Dataset entries
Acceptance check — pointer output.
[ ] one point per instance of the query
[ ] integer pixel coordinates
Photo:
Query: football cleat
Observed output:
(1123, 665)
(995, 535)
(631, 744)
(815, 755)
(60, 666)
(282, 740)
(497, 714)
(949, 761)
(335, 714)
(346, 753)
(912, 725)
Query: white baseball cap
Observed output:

WORK INSTRUCTION -
Your job is to restate all of the data word for word.

SOLUTION TO THE PROBLEM -
Acceptance check — pointer output.
[ ] one point per instance of the query
[ ] integer pixel coordinates
Photo:
Query: football cleat
Observed output:
(1123, 665)
(995, 535)
(631, 744)
(815, 755)
(60, 666)
(282, 740)
(497, 714)
(949, 761)
(335, 714)
(346, 753)
(912, 725)
Query: white baseball cap
Observed output:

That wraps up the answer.